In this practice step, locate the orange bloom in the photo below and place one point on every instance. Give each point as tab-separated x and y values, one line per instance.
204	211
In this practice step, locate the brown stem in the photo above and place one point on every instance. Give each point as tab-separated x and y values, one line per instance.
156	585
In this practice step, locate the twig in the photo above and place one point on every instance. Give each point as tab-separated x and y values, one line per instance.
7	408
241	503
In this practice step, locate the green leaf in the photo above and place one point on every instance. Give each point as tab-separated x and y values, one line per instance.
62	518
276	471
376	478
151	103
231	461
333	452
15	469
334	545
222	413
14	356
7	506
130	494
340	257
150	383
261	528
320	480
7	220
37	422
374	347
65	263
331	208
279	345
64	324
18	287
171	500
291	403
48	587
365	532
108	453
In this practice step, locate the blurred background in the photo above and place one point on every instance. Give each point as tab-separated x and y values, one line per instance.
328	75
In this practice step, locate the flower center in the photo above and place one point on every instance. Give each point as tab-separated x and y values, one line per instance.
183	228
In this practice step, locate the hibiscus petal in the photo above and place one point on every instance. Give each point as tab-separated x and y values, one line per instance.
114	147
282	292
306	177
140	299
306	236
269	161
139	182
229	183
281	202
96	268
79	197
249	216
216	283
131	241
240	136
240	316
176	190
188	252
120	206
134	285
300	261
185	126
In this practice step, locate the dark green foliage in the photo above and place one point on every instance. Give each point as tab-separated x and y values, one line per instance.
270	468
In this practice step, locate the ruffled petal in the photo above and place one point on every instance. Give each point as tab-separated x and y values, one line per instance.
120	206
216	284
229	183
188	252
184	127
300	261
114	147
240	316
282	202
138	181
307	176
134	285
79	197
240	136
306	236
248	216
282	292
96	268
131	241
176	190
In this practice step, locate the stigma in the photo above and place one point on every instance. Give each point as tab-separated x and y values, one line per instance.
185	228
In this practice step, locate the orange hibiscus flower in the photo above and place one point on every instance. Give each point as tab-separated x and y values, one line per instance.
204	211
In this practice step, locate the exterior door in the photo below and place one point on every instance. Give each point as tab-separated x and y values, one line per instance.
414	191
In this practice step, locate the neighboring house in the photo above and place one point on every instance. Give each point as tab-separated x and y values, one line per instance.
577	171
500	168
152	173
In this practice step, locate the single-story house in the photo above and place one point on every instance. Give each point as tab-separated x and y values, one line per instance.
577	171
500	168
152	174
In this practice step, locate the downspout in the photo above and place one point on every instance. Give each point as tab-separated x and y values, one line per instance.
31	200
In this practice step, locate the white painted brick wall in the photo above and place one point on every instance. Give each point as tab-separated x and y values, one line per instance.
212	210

==================================================

= Exercise =
Only those lines running from the one containing "In this practice step, locate the orange hibiscus" through the last line of the data above are to be copied, exactly, with both ends included.

= Answer box =
In this practice step, locate the orange hibiscus flower in the photo above and place one point on every instance. Give each point as tab-separated x and y values, one line per instance.
204	211
In this practice step, locate the exterior door in the photo below and place one point on every instance. Give each point as tab-separated x and y values, one line per instance.
414	191
In this practice step, locate the neighboring house in the photo above and place one point on every instance. Give each point as tab-separated x and y values, one line per instance.
577	171
500	168
152	173
In this practice step, locate the single-story house in the photo above and place one point on every instance. Give each point as tab-separated x and y values, one line per instance.
577	171
500	168
152	174
In this practice step, locate the downspout in the photo above and place one point on every instance. Give each point as tab-separated x and y values, one line per instance.
31	200
In this practice step, locate the white painted brick wall in the photo above and place one point on every instance. Give each point as tab-separated x and y values, one line per instance.
212	210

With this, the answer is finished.